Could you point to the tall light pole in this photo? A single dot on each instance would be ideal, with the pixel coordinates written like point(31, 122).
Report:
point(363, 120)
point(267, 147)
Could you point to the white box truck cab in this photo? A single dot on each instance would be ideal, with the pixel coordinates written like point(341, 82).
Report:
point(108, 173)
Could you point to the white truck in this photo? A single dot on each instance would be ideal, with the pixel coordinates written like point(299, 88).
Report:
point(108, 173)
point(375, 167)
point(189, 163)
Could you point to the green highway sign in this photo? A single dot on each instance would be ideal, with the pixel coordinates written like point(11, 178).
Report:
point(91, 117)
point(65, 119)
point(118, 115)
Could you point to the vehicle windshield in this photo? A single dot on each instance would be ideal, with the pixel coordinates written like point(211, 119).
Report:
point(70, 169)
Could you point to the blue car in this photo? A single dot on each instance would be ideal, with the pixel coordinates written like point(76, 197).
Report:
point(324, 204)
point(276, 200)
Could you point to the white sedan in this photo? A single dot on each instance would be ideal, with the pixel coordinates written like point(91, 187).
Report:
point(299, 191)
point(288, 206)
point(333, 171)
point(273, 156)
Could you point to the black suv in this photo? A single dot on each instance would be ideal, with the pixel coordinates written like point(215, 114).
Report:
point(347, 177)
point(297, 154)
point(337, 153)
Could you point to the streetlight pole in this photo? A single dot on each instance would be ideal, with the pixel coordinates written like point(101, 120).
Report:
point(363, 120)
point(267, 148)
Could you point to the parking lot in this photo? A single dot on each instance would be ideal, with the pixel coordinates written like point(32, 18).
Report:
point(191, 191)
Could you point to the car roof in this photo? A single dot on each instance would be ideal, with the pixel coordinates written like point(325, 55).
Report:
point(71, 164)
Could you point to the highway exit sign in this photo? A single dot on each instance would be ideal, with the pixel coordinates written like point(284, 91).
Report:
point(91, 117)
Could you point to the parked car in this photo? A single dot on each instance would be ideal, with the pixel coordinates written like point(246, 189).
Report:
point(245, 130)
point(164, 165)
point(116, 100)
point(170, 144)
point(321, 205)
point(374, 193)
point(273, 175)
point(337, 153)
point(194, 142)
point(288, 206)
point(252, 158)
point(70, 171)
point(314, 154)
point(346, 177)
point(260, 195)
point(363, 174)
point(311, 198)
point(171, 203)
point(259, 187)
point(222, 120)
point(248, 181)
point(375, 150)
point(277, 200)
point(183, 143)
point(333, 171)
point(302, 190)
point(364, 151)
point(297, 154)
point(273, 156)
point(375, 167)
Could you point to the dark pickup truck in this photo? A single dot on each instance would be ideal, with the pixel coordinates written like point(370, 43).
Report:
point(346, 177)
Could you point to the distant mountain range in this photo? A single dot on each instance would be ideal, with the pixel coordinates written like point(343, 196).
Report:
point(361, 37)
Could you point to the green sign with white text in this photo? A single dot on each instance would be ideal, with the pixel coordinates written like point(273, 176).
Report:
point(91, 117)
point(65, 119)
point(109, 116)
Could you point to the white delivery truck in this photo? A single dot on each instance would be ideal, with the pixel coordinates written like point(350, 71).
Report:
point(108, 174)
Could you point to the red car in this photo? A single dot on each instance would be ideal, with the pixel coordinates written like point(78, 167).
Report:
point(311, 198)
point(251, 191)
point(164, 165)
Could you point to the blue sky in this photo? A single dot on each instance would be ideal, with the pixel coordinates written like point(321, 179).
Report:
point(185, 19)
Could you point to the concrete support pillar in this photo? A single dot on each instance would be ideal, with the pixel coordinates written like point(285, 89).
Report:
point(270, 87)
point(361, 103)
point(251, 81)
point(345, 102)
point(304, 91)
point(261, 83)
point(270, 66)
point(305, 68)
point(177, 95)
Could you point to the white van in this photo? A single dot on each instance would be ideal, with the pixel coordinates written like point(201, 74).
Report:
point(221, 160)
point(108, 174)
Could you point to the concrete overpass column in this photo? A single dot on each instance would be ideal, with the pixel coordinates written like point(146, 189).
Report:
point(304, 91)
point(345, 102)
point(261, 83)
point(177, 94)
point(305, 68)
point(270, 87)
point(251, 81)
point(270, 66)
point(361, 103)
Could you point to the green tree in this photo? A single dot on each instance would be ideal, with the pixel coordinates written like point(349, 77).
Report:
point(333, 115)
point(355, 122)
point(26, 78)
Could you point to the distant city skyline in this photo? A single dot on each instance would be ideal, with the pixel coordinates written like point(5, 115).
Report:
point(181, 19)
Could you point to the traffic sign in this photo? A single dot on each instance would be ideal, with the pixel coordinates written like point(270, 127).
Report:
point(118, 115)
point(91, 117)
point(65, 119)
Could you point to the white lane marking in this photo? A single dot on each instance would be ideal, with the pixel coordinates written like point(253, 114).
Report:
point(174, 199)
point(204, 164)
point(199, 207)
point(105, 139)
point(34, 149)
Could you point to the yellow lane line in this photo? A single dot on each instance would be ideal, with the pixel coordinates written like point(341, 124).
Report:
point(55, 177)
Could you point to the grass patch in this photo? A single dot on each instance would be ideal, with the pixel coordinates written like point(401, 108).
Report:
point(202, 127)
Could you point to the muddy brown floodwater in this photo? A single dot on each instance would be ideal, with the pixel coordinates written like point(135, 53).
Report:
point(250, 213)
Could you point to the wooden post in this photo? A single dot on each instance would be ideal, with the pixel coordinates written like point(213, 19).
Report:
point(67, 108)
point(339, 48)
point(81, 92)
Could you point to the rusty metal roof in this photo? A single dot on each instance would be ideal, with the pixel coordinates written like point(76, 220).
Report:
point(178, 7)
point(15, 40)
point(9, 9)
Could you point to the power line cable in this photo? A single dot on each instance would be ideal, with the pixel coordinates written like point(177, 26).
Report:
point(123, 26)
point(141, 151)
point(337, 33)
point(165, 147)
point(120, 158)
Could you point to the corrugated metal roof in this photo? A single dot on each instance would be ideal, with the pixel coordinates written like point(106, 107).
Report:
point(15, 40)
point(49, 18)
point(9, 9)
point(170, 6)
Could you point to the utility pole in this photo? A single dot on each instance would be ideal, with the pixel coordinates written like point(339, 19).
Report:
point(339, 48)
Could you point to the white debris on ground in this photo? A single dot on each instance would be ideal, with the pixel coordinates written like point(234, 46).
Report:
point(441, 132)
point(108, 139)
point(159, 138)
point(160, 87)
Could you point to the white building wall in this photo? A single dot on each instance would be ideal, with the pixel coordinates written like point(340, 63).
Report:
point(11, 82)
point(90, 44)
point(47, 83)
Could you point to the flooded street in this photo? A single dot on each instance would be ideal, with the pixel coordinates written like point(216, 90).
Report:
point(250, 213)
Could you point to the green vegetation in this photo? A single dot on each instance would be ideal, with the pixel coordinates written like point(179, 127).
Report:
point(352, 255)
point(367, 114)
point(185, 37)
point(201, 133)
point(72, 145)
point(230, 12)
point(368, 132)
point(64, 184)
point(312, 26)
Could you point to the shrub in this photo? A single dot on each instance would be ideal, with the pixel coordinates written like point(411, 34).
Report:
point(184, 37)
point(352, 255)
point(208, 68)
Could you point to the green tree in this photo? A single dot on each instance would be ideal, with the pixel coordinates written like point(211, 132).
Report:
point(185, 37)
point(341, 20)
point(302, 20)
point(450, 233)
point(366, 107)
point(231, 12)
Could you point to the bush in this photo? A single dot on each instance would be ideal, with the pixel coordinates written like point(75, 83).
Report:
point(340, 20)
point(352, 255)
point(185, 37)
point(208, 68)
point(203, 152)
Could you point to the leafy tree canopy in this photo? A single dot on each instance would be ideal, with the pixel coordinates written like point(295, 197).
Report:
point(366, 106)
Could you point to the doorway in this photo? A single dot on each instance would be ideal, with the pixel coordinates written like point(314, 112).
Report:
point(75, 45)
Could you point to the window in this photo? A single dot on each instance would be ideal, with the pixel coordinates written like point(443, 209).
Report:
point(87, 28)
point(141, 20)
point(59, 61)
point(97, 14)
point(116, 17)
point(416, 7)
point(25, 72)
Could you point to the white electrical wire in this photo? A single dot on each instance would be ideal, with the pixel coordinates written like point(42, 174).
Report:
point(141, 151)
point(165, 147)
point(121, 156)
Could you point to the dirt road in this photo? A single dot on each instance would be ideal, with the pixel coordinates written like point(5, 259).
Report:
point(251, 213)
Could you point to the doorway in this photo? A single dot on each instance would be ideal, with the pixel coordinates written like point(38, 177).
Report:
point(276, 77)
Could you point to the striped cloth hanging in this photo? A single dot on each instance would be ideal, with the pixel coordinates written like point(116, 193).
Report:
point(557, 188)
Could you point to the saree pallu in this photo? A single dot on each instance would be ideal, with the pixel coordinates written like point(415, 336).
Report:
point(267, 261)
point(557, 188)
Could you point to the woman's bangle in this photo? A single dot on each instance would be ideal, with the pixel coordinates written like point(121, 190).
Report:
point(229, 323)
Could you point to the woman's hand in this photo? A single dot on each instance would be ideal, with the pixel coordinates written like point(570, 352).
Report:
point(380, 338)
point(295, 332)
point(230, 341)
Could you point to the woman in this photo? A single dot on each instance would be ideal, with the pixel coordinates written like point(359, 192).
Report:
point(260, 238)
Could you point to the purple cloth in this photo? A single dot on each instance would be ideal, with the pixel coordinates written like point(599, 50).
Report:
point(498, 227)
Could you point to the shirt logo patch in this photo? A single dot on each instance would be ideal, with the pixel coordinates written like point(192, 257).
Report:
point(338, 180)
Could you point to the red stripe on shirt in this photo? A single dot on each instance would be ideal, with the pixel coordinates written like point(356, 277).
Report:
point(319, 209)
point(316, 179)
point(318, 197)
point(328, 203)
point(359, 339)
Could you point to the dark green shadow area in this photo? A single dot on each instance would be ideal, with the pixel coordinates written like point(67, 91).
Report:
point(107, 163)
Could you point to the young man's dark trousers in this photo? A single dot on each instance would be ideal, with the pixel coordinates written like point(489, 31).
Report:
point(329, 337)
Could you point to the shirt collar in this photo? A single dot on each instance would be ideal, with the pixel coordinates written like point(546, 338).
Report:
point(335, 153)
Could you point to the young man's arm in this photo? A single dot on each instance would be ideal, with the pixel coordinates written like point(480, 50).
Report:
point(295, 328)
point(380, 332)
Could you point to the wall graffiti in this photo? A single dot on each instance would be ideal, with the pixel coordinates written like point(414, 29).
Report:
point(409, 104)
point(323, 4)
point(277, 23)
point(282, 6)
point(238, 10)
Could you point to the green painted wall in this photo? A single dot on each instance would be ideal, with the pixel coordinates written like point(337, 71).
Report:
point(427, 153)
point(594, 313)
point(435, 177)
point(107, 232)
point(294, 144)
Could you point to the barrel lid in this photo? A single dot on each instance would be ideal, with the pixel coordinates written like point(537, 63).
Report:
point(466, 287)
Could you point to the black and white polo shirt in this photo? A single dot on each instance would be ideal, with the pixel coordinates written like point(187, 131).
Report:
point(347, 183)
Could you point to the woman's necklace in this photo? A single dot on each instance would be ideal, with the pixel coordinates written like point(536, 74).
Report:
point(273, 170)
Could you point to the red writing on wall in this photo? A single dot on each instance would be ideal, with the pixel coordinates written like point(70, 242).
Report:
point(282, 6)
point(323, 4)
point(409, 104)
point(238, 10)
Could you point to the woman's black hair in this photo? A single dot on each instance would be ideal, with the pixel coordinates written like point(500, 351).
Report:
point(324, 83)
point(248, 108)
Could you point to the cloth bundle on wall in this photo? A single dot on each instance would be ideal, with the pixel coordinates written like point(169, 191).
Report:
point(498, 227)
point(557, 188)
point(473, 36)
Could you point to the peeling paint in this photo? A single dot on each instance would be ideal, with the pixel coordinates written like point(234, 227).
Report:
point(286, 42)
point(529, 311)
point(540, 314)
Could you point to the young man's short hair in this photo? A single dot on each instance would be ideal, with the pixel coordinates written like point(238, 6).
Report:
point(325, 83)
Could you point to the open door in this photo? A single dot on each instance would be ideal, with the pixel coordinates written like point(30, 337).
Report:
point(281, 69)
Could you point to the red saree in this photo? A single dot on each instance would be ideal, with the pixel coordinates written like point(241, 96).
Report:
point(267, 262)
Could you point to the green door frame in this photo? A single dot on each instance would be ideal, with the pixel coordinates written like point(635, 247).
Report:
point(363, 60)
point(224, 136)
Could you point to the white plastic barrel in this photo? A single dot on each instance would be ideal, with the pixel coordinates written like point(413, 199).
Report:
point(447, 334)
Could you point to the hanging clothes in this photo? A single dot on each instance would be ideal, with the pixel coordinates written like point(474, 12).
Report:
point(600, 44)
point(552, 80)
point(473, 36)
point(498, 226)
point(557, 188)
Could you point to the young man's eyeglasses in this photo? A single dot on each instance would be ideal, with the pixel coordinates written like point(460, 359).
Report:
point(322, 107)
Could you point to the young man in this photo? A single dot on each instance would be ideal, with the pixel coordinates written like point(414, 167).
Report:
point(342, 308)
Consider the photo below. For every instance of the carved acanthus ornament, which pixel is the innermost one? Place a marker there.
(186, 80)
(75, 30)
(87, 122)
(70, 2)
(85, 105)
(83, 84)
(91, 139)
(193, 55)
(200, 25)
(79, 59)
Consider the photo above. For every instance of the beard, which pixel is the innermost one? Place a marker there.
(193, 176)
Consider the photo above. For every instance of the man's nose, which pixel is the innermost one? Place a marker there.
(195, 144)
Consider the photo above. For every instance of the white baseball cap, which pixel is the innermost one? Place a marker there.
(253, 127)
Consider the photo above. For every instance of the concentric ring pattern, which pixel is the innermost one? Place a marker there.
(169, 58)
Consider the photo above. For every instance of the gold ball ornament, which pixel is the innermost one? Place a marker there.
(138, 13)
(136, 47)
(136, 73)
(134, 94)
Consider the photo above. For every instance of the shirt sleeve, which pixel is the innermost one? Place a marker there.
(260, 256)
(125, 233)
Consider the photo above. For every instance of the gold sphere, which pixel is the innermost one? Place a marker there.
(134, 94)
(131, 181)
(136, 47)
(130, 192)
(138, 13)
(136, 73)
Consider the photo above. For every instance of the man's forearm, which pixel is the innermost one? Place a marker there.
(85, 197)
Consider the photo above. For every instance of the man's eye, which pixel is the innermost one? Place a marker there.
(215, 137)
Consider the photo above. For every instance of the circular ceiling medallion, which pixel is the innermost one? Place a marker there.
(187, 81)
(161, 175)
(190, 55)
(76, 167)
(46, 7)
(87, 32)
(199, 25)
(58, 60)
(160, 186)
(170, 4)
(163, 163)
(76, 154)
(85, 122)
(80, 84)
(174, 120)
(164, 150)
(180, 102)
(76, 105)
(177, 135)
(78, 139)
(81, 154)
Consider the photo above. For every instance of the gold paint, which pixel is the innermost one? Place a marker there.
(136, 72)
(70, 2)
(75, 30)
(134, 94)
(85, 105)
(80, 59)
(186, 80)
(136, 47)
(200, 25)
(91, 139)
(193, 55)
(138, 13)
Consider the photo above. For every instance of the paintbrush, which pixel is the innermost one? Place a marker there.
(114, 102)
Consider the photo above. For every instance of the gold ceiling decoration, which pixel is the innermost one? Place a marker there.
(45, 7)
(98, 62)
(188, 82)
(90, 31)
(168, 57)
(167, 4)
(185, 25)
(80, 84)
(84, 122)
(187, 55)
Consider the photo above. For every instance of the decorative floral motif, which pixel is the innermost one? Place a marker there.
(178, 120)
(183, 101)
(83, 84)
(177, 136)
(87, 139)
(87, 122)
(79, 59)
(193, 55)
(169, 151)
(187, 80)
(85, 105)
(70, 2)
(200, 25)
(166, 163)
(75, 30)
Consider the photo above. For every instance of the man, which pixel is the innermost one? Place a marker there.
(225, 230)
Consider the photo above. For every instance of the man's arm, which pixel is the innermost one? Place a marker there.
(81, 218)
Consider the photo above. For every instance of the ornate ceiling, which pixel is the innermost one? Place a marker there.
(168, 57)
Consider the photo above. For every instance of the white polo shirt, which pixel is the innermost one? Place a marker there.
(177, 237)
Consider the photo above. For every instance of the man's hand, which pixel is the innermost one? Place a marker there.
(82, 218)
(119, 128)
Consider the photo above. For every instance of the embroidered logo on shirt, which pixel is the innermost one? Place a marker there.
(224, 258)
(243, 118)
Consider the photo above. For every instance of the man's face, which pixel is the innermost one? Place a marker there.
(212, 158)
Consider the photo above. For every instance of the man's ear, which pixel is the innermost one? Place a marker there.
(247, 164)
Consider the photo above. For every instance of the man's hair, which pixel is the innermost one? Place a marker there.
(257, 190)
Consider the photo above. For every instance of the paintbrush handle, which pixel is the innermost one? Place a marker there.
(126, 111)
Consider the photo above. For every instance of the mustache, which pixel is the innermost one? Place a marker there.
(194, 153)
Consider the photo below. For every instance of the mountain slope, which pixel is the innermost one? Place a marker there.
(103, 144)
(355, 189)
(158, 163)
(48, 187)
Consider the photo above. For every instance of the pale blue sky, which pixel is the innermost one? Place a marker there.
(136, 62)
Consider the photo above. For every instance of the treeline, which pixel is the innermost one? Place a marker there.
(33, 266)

[THE TASK] Looking at the records above, how many lines have the word "black" in them? State the number only.

[ANSWER SECTION] 3